■ **TRY IT**: Rewrite the part of the Winn-Dixie sale announcement that opens with the words containing "The merger agreement" and closes with "counsel to SEG.", swapping "financial advisor" for "lead advisor".

■ **PAGE EXTRACT**:

****************

Southeastern Grocers Announces Sale Of Winn-Dixie Stores To Aldi

Southeastern Grocers Inc. (SEG), parent company of Fresco y Más, Harveys Supermarket and Winn-Dixie grocery stores, announced last week that it has entered into definitive agreements with Aldi and Fresco Retail Group to effectuate a comprehensive strategic divestiture of its businesses.

Under the proposed merger agreement, Aldi will acquire all outstanding SEG capital stock in an all-cash transaction, which encompasses all SEG grocery operations under the Winn-Dixie and Harveys Supermarket banners. This includes approximately 400 stores in Alabama, Georgia, Louisiana, Mississippi and Florida, where 75 percent of the stores are located.

Following the completion of the sales process, Aldi will serve the customers and communities of Winn-Dixie and Harveys Supermarkets through the continued operation of the banners’ existing stores. The retailer will evaluate which locations will convert to the Aldi format. For those stores that are not converted, ALDI intends for them to continue to operate as Winn-Dixie and Harveys Supermarket stores.

Concurrently, SEG has agreed to divest its Fresco y Más operations. SEG anticipates that the sale of the Fresco y Más banner will conclude in the first quarter of 2024. The Fresco y Más banner, including all 28 stores and four pharmacies, will be sold to Fresco Retail Group, an investment group strategically focused on food and grocery. Fresco Retail Group plans for all stores and pharmacies in the Fresco y Más banner to continue operating as they are presently.

“Our successful transformational journey has created a unique opportunity with leading partners who share our vision and common commitments to creating value for their customers,” said Anthony Hucker, president and CEO of Southeastern Grocers. “We believe these next steps will fuel a phenomenal experience for our customers, new opportunities for our associates and increased value for our shareholders. As the sales processes proceed, we’ll stay acutely focused upon delivering the exceptional quality, service and value that our customers and communities have come to expect from us.”

The merger agreement has been approved by the holders of a majority of SEG’s outstanding shares, and the merger is expected to close in the first half of 2024, subject to regulatory approvals and customary closing conditions. SEG will continue to operate its respective banners and stores in the normal course of business up to and until the transactions are completed.

RBC Capital Markets LLC served as financial advisor to SEG. Willkie Farr & Gallagher LLP was transaction counsel, and Kirkland & Ellis LLP served as antitrust counsel to SEG.

****************

[Saved entries]
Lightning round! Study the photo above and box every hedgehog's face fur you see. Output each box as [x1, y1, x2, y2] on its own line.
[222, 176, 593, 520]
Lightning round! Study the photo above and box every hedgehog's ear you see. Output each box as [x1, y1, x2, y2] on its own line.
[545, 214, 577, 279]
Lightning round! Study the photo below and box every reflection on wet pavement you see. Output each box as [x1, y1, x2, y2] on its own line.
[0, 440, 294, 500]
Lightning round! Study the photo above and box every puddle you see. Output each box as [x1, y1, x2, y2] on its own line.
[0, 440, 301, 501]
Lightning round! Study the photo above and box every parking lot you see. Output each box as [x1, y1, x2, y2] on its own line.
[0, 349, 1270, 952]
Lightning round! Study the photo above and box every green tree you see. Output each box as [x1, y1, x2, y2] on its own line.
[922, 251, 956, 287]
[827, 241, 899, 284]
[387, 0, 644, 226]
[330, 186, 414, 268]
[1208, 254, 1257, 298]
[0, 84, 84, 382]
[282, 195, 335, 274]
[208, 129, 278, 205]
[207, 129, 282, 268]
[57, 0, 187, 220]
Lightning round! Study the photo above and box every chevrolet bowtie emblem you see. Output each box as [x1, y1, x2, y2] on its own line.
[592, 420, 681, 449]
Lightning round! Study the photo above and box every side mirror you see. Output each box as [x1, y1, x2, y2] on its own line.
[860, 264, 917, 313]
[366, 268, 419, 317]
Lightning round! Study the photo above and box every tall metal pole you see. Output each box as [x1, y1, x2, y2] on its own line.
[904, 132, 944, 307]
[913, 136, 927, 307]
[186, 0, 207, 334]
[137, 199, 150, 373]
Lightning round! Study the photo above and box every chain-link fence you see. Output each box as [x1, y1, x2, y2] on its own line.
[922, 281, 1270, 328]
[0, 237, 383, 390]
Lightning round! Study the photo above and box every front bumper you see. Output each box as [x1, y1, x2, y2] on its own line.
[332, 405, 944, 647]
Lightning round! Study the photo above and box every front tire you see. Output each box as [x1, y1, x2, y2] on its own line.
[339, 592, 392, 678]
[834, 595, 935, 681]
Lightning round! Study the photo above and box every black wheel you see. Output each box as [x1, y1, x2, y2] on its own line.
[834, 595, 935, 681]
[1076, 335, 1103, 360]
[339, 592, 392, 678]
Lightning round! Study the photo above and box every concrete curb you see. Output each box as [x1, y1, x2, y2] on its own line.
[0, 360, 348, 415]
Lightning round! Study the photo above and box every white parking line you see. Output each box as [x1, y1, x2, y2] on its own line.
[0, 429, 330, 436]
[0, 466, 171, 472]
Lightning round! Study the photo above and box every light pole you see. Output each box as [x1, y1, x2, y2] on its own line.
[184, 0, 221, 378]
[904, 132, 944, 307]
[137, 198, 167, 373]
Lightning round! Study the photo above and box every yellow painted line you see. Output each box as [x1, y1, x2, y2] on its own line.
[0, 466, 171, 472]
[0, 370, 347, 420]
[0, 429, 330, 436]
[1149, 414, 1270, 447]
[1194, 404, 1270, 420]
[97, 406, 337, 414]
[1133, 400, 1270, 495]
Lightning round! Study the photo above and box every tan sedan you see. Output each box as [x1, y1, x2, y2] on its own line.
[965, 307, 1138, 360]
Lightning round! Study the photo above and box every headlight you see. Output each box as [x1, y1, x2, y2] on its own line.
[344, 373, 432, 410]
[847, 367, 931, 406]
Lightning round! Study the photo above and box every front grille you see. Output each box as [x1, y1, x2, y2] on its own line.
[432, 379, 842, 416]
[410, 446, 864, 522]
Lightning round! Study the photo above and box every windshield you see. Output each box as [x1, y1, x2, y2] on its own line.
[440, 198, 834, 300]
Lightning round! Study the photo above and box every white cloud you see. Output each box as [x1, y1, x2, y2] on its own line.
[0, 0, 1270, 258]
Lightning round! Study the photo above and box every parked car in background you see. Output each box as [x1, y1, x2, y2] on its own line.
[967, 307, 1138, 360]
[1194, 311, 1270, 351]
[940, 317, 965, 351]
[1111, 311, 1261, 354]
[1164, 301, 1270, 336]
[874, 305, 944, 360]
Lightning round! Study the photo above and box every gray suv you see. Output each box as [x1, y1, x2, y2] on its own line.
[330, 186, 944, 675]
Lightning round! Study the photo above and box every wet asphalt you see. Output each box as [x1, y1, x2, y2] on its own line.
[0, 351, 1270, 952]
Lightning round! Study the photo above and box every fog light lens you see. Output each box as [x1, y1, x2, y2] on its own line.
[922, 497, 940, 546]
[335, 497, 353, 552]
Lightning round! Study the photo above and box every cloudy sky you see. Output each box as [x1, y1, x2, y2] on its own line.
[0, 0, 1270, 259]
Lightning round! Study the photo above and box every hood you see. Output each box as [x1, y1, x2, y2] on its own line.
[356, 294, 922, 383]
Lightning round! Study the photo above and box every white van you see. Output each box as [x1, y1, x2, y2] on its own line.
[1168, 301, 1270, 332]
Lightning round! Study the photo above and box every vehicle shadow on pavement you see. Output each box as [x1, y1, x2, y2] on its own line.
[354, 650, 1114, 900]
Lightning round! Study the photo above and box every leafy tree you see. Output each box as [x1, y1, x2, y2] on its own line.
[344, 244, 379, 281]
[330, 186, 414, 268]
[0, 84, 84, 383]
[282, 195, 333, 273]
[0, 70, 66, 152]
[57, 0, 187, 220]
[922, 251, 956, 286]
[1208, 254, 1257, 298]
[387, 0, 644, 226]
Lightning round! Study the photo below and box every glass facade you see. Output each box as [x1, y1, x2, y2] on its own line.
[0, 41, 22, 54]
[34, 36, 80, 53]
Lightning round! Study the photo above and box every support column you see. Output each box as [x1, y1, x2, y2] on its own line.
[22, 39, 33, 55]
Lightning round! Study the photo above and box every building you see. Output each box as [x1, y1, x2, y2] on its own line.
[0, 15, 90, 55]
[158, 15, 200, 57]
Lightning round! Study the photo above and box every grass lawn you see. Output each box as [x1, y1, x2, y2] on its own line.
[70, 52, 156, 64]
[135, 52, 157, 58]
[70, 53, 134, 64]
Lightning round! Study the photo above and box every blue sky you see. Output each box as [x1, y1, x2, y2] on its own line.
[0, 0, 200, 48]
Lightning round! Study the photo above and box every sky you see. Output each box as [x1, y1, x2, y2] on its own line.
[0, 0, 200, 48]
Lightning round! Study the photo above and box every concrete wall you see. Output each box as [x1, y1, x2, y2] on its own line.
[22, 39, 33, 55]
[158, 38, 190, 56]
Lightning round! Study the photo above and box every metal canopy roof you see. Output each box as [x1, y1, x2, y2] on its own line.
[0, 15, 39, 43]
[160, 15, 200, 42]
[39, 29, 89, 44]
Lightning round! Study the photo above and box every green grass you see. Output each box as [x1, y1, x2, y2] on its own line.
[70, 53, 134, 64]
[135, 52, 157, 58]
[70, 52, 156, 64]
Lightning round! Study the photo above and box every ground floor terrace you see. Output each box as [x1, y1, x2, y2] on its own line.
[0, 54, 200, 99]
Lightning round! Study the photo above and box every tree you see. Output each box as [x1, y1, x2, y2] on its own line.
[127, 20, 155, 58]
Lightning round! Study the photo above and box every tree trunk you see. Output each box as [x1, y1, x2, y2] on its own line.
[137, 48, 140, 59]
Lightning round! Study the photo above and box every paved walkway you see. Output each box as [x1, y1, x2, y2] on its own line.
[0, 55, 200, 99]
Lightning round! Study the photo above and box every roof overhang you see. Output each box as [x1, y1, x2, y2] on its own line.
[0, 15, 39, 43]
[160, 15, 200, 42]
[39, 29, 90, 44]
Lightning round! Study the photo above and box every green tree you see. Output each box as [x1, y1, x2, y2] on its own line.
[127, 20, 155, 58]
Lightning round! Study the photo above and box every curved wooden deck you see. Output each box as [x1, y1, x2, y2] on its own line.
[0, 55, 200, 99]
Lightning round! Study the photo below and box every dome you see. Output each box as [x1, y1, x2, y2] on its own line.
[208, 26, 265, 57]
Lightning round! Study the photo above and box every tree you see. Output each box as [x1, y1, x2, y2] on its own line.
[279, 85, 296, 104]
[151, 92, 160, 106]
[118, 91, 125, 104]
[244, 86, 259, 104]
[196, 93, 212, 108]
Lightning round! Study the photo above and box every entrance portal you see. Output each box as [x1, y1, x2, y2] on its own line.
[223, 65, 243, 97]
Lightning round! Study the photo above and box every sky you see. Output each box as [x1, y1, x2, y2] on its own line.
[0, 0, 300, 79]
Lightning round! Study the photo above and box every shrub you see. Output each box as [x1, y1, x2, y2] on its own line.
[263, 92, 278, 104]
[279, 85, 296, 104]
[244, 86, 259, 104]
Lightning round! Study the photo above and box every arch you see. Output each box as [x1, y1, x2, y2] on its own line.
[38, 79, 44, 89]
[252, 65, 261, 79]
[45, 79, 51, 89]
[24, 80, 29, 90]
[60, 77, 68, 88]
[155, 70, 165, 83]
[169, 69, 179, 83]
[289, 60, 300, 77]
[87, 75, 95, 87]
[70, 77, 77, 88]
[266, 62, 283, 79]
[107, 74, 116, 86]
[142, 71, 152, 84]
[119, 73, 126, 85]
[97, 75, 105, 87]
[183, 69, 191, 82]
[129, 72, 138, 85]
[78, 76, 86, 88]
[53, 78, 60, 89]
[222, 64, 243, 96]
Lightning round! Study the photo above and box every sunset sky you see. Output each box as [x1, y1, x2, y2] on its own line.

****************

■ **SOLUTION BELOW**:
The merger agreement has been approved by the holders of a majority of SEG’s outstanding shares, and the merger is expected to close in the first half of 2024, subject to regulatory approvals and customary closing conditions. SEG will continue to operate its respective banners and stores in the normal course of business up to and until the transactions are completed.

RBC Capital Markets LLC served as lead advisor to SEG. Willkie Farr & Gallagher LLP was transaction counsel, and Kirkland & Ellis LLP served as antitrust counsel to SEG.